::: Input rows

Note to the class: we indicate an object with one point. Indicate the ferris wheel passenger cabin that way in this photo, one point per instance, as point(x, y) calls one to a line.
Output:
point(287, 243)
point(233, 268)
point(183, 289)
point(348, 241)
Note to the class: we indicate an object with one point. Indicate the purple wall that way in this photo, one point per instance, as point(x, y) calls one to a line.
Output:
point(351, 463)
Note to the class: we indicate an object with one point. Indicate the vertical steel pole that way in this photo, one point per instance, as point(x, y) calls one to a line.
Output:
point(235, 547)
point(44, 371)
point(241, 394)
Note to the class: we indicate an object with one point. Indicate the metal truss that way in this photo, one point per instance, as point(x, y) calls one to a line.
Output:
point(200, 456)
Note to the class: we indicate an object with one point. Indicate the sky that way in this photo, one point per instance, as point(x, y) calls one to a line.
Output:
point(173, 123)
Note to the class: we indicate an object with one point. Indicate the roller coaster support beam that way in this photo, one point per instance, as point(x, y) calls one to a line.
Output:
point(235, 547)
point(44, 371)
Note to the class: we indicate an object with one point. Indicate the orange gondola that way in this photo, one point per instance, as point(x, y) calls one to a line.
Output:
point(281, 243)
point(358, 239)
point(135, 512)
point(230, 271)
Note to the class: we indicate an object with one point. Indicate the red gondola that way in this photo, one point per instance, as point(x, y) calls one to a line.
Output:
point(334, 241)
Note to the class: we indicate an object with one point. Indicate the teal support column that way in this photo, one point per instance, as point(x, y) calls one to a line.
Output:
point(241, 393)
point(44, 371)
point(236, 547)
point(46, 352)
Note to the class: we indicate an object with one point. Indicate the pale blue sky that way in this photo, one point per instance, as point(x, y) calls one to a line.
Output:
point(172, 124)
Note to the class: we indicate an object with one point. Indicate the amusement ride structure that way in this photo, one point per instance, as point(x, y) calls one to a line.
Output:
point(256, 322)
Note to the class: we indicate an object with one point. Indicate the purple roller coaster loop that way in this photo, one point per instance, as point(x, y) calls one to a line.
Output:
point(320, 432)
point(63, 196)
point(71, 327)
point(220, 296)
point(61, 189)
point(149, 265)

::::::

**Goal:**
Please reproduce every line of the material, starting at its beginning and ending at the line that contains "point(351, 463)", including that line. Shift each coordinate in the answers by adding 14 to it.

**Written reply:**
Note to the class: we indicate an object with one point. Indicate the ferris wheel passenger cabin that way in this photo, one point per instance, as point(x, y) calls one to a line.
Output:
point(301, 257)
point(247, 282)
point(197, 303)
point(362, 255)
Note to the class: we indicate an object with one point. Indicate the purple wall that way in this photo, one point per instance, as point(x, y) calls one to a line.
Output:
point(365, 477)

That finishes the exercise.